-- Passage --
** Begin **
Wednesday, October 15, 2025

The phases of writing

I'm always amused by people who say, "I should write a book." Everyone who wants to absolutely should. What they do with it is another matter. When I first told my former husband I was writing a book, he immediately wanted to appropriate it as "we should write a book." Writing requires more than a solid grasp of grammar, it calls for a thick skin and "sticktoitiveness." Perseverance. My would-be partner lacked all of those traits.

As I'm writing and working with my critique group, the various phases of writing are jumping out at me. When we (my critique group and I) begin our projects, we submit chapters to each other. In the beginning phases, it's mostly the "creative" aspect. Ideas that are still forming. There are lots of errors and issues. The group helps keep each other on track and corrects the ticky-tack stuff along with continuity and plot issues (this is where the thick skin comes in). As the project progresses, we generally get ahead of each other, writing well past what we're submitting, so that by the time we're about halfway through critiquing a project, the author is more or less in the completion phase, which means the work is getting cleaner. Tighter. Accordingly, the critiques are getting sharper, more fine-tuned, because there is less to critique.

In the creative phase I, personally, am less tuned in to the mechanics. I'm trying to get the story from my head onto paper. The details aren't always clear, and I have a much broader picture of the work as a whole. Mistakes happen. Homonyms. Wrong words. Granted, my group is pretty keen to start with so those rookie mistakes are fewer as a whole, but they do pop up, during the creative phase especially. As I move past the creative phase into the fine-tuning phase, those errors become fewer--or at least I hope they do.
** End **
-- Information provided --
** Begin **
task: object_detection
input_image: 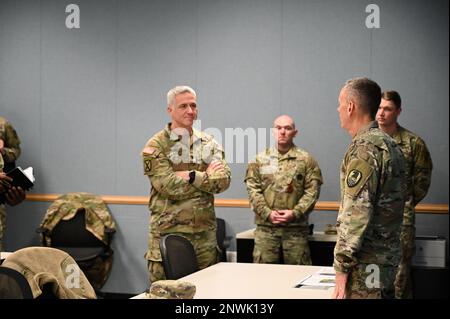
** End **
-- Task details --
Copy out everything from "In the creative" down to "hope they do." in the blog post on the phases of writing. The material that comes before this point is not needed for what follows.

-- Exercise solution --
In the creative phase I, personally, am less tuned in to the mechanics. I'm trying to get the story from my head onto paper. The details aren't always clear, and I have a much broader picture of the work as a whole. Mistakes happen. Homonyms. Wrong words. Granted, my group is pretty keen to start with so those rookie mistakes are fewer as a whole, but they do pop up, during the creative phase especially. As I move past the creative phase into the fine-tuning phase, those errors become fewer--or at least I hope they do.